- QUOTED PASSAGE

■ ■ ■

NATIONAL VIEW: A bigger subsidy for risky mortgages

THE POINT: The housing lobby wins again, but taxpayers could lose in a recession.

Housing prices are falling after surging 40% during the pandemic. This should help buyers frozen out of the market by rising mortgage rates. So why is the Biden Administration seeking to support prices by increasing the government housing subsidy?

The Federal Housing Administration said Wednesday, Feb. 22, that it will reduce its annual insurance premium for future mortgages by 30 basis points. “On average, homeowners will pay at least $800 a year less on their mortgage, and that’s 800 more dollars in your pocket for household expenses,” Vice President Kamala Harris cheered.

Hasn’t the Administration learned anything about the costs of government subsidies? Pandemic transfer payments helped fuel consumer demand and inflation. At the same time the Federal Reserve’s historically loose policies drove a boom in housing prices, which rendered homes less affordable, especially once it tightened credit conditions.

■ ■ ■

- AVAILABLE DATA
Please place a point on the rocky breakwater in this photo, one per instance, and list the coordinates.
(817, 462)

■ ■ ■

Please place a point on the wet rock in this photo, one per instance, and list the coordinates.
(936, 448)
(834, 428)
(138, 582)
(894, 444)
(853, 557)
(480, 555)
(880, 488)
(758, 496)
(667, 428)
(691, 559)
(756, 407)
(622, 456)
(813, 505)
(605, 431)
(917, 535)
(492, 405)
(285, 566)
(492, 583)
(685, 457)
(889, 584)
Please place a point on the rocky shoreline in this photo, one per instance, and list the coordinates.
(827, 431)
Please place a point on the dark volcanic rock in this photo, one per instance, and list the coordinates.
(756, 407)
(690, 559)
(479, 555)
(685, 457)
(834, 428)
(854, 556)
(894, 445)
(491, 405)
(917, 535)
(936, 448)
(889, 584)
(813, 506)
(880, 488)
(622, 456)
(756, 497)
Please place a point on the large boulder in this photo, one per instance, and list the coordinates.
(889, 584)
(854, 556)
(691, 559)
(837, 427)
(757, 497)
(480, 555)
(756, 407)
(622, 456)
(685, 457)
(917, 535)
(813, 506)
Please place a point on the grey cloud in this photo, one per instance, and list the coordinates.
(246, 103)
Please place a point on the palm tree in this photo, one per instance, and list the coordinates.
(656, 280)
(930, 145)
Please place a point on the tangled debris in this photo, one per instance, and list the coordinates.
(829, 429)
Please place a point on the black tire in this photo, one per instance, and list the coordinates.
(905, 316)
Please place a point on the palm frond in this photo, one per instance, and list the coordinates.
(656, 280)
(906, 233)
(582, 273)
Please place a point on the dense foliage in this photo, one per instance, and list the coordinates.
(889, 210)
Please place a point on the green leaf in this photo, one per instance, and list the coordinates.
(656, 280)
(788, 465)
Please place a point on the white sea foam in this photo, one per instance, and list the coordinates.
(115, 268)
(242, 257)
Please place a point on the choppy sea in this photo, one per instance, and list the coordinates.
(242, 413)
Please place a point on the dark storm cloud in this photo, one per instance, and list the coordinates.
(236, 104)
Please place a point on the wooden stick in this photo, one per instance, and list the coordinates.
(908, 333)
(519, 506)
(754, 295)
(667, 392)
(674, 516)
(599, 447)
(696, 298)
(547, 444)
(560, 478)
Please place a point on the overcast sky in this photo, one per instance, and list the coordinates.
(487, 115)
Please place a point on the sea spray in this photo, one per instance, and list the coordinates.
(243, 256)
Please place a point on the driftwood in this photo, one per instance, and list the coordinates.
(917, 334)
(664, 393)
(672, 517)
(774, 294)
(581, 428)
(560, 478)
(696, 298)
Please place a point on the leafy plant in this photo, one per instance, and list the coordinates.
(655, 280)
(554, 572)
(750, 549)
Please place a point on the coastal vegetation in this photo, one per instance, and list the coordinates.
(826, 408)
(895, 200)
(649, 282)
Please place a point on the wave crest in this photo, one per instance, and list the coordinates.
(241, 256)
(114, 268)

■ ■ ■

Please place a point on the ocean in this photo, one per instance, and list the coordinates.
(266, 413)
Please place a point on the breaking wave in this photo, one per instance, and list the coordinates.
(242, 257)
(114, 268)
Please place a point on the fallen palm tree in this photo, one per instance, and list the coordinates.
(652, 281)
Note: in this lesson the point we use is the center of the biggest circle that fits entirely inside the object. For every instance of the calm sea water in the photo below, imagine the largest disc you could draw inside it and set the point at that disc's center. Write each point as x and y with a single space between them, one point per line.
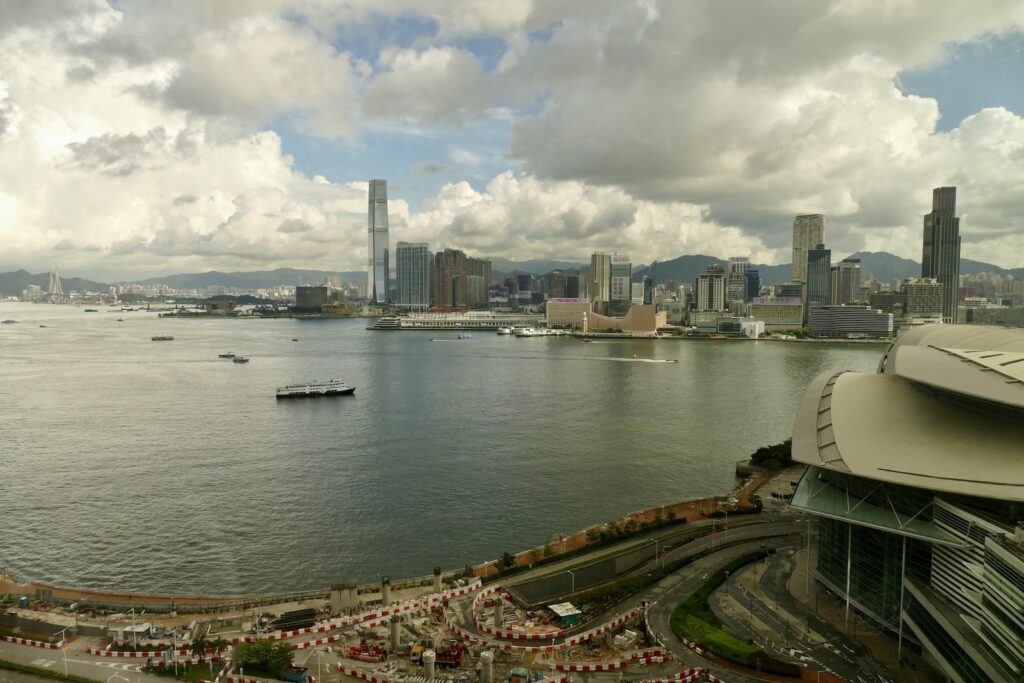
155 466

■ ■ ■

- TASK DESCRIPTION
Rewrite the housing editorial from "NATIONAL VIEW: A" through "Kamala Harris cheered.", replacing "subsidy" with "assistance". You won't need the lines for this.

- REPLY
NATIONAL VIEW: A bigger assistance for risky mortgages

THE POINT: The housing lobby wins again, but taxpayers could lose in a recession.

Housing prices are falling after surging 40% during the pandemic. This should help buyers frozen out of the market by rising mortgage rates. So why is the Biden Administration seeking to support prices by increasing the government housing assistance?

The Federal Housing Administration said Wednesday, Feb. 22, that it will reduce its annual insurance premium for future mortgages by 30 basis points. “On average, homeowners will pay at least $800 a year less on their mortgage, and that’s 800 more dollars in your pocket for household expenses,” Vice President Kamala Harris cheered.